▶ **Work to do**: Will you reproduce all the records below with each "innermost" swapped for "most central", changing nothing else and leaving out the pictures?

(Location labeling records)
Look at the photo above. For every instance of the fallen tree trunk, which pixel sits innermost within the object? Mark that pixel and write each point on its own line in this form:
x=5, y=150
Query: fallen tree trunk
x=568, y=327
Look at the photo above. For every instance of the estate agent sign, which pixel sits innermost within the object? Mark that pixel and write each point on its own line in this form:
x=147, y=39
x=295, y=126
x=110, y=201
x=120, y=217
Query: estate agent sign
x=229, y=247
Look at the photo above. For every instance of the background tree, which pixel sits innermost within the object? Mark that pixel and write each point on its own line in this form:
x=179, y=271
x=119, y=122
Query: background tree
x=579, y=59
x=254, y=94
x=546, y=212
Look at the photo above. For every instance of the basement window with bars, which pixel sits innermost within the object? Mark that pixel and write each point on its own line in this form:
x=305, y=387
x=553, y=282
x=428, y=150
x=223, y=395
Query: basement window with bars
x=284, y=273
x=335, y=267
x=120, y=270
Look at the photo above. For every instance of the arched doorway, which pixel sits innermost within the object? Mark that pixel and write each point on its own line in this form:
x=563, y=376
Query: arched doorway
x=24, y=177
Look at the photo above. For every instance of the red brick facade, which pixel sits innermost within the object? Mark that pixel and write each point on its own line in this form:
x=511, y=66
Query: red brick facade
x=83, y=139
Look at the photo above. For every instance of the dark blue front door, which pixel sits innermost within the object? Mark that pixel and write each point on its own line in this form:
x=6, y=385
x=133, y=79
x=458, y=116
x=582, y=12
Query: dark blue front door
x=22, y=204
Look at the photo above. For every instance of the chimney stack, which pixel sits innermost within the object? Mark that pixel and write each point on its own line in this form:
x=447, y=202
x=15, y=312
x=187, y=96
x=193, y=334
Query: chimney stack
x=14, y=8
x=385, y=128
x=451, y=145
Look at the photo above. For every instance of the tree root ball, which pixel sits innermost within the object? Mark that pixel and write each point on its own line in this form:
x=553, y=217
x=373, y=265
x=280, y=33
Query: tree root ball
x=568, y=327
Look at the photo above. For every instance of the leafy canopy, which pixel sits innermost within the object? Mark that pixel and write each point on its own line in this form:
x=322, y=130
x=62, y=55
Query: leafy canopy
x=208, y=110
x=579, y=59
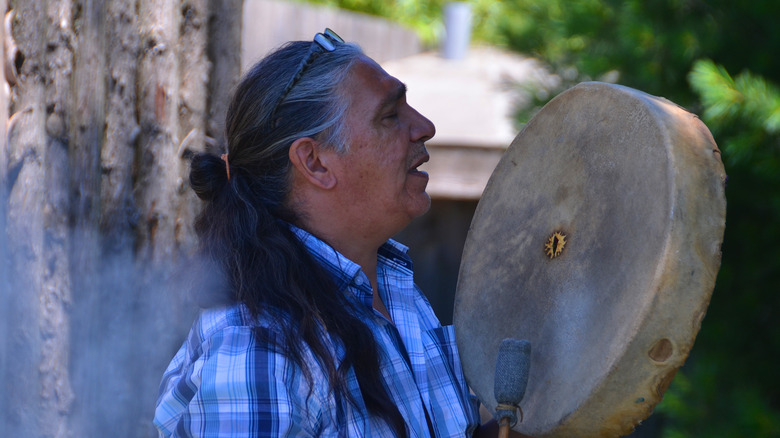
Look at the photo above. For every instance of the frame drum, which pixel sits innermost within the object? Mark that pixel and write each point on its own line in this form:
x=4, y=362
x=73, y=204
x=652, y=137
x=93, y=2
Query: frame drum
x=598, y=240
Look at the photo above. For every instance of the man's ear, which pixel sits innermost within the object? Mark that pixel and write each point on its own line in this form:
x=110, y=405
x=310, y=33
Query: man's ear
x=312, y=162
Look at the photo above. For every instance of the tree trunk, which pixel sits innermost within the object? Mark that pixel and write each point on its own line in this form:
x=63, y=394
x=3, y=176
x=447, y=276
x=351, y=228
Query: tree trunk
x=109, y=100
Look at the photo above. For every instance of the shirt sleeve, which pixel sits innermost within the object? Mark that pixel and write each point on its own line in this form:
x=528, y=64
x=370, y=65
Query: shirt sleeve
x=243, y=387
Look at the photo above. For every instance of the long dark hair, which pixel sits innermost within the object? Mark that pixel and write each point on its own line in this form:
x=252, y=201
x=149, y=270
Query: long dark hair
x=244, y=229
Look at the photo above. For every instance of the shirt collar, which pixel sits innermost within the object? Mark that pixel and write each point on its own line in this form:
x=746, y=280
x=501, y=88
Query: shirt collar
x=345, y=272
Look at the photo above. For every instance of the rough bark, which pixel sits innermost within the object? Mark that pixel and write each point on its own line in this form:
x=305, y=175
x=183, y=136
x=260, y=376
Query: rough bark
x=37, y=222
x=225, y=32
x=109, y=99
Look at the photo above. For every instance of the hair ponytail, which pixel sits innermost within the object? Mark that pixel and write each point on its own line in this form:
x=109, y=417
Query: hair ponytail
x=244, y=229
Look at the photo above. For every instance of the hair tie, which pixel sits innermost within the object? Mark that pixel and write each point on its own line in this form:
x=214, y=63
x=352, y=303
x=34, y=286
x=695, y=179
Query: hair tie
x=227, y=165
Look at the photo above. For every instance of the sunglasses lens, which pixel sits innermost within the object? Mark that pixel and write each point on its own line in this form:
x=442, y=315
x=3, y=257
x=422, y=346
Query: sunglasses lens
x=324, y=42
x=333, y=35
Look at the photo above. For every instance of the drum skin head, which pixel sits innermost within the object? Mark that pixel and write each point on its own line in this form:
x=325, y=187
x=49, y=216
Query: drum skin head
x=598, y=240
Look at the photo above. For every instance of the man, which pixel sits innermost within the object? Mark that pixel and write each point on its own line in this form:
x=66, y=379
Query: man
x=315, y=327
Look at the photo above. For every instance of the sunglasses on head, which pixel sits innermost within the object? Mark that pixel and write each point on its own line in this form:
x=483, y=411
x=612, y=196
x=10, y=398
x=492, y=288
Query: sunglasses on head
x=324, y=41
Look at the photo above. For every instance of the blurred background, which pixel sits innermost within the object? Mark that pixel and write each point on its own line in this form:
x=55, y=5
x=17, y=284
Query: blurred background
x=105, y=101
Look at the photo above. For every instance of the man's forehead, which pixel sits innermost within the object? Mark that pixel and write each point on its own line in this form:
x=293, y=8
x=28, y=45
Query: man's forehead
x=374, y=79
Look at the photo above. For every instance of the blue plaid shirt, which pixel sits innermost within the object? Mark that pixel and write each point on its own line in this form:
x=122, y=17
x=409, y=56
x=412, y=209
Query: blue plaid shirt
x=225, y=382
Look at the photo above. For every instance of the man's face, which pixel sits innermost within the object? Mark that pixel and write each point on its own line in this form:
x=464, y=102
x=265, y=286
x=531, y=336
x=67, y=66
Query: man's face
x=386, y=145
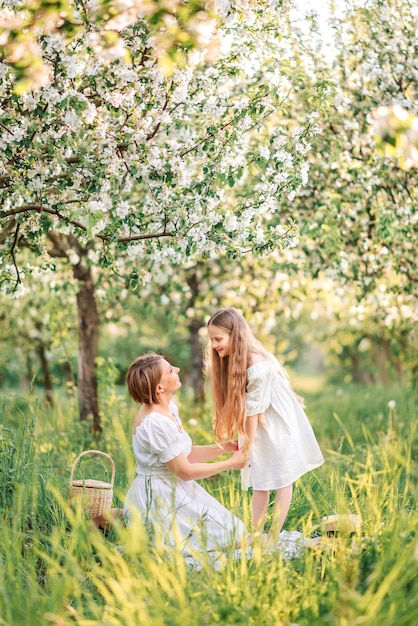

▶ **Answer to the exercise**:
Look at the photo above. For every instance of the fallen tree trunk, which pixel sits most central within the object? Mark that pixel and write each point on its own line in this form:
x=5, y=150
Query: fallen tree trunk
x=568, y=327
Look at the photo above. For every instance of the estate agent sign, which pixel sits most central within the object? Mark that pixel and write each point on its own line in this form:
x=147, y=39
x=295, y=126
x=110, y=201
x=120, y=217
Query: estate agent sign
x=229, y=247
Look at the photo above. For every instance of the background tree, which pixel sits most central within the object? Mark that pixel and write each point on its own line in this form:
x=179, y=271
x=119, y=122
Query: background tree
x=579, y=59
x=254, y=94
x=546, y=212
Look at the photo above. For every instance of the basement window with bars, which pixel sits most central within the object? Mark that pixel and write each point on its own line in this form:
x=305, y=387
x=553, y=282
x=428, y=150
x=223, y=395
Query: basement window with bars
x=284, y=273
x=335, y=267
x=120, y=270
Look at the photo above. For every instance of the arched doorway, which pixel sits most central within the object? Mark that pixel and write each point on its own line in this form:
x=563, y=376
Query: arched doorway
x=24, y=177
Look at the photo above. For every instance of the red brick facade, which pixel sits most central within the object? Mark that pixel and write each point on its own line in this form:
x=511, y=66
Query: red brick facade
x=83, y=139
Look at the photo above. For every instance of the dark blue front door, which pixel sits most central within the object? Mark that pixel and write each point on its own line in this form:
x=6, y=385
x=133, y=79
x=458, y=116
x=582, y=12
Query: dark blue front door
x=22, y=204
Look at the photo above. For every instance of the chimney stack, which pixel sits most central within the object? Mark that pixel and write each point on its own line in this form:
x=447, y=202
x=15, y=312
x=187, y=96
x=193, y=334
Query: chimney stack
x=14, y=8
x=385, y=128
x=451, y=145
Look at the photo above. For every instance of the tree root ball, which pixel sits most central within the object? Mark that pixel and write each point on its own line in this form:
x=553, y=217
x=373, y=265
x=280, y=33
Query: tree root ball
x=568, y=327
Look at the photo above. For every instance of the leafy canopy, which pixel sits most central within the object? Mark that pixel and write each point on its own line in this form:
x=322, y=130
x=62, y=55
Query: leafy canopy
x=208, y=110
x=579, y=59
Look at the photo above. For every instance of the frame drum, which pixel sits most central within the object? Mark that pixel and write each point on its own line in this form:
x=4, y=362
x=73, y=204
x=652, y=137
x=93, y=2
Query: frame drum
x=598, y=240
Look at the photo above. For every instance of the man's ear, which pixel sits most central within the object? Mark that pixel and write each point on its own line in this form:
x=110, y=405
x=310, y=33
Query: man's ear
x=312, y=162
Look at the photo above. For every instance of the tree trunk, which pixel sits most central within the object? Mark that pixel and write each point on its own line in this form:
x=63, y=394
x=3, y=176
x=447, y=276
x=351, y=228
Query: tree trunk
x=109, y=100
Look at the photo above. For every instance of the shirt sleeve, which pixel sits most central within the object? Mark that pixel and write each point on its own line in this form:
x=528, y=64
x=370, y=65
Query: shirt sleeve
x=243, y=387
Look at the photo above. For every instance of the long dark hair, which pixel sits most central within the object? Mark that pixel and write each point on its own line in this form:
x=252, y=201
x=149, y=270
Query: long dark hair
x=244, y=229
Look at the photo above. For every instance of the shirt collar, which pixel sits most central within the object? Mark that pixel and write each point on its own line in this form:
x=746, y=280
x=501, y=88
Query: shirt collar
x=345, y=272
Look at the photo above. For every instance of the rough bark, which pixel sits most central within the object? Mark that pixel and write each point on its own line in this form:
x=305, y=175
x=183, y=136
x=260, y=376
Query: rough bark
x=37, y=222
x=225, y=32
x=109, y=99
Look at the photo above. For every instance of the hair ponytail, which pixel sits most central within the object? Mark that pixel and write each point on its own line in this form:
x=109, y=417
Query: hair ponytail
x=244, y=229
Look at the photo above. For every instance of the hair tie, which pixel sits most central within the object? Mark that pixel and write each point on its own line in this form:
x=214, y=63
x=352, y=303
x=34, y=286
x=695, y=179
Query: hair tie
x=227, y=165
Look at the photo above. For every instance of the sunglasses lens, which pixel sits most central within the object? Mark that pixel and write each point on its own line in this form:
x=442, y=315
x=3, y=257
x=422, y=346
Query: sunglasses lens
x=324, y=42
x=333, y=35
Look at the photo above. For every instance of the drum skin head, which pixel sits most central within the object? Mark that pixel and write each point on its own line in this form:
x=325, y=187
x=49, y=216
Query: drum skin head
x=598, y=240
Look at the photo above. For every instance of the man, which pixel sits most central within the object? Mark that pixel and write each point on its own line in this form:
x=66, y=379
Query: man
x=315, y=327
Look at the photo above. For every instance of the sunglasses on head, which pixel sits most central within the object? Mark that pixel and write each point on its own line in this form:
x=483, y=411
x=612, y=196
x=10, y=398
x=492, y=288
Query: sunglasses on head
x=324, y=41
Look at the photo above. For every instance of the blurred background, which pixel sits most central within the object? Mark that pixel and write each point on its own line in this form:
x=55, y=5
x=17, y=284
Query: blurred background
x=105, y=101
Look at the photo above. For every instance of the man's forehead, which pixel sits most central within the object? Mark that pixel and write each point on its own line in this form:
x=293, y=8
x=28, y=45
Query: man's forehead
x=374, y=79
Look at the photo above. For every instance of the blue plaid shirt, which pixel sits most central within the object? Mark that pixel and write each point on its own line in this form:
x=122, y=17
x=409, y=56
x=412, y=209
Query: blue plaid shirt
x=225, y=382
Look at the photo above. For every instance of the man's face, which pixel sits most central within the object? Mark that pixel and write each point on its own line in this form:
x=464, y=102
x=265, y=286
x=531, y=336
x=67, y=66
Query: man's face
x=386, y=145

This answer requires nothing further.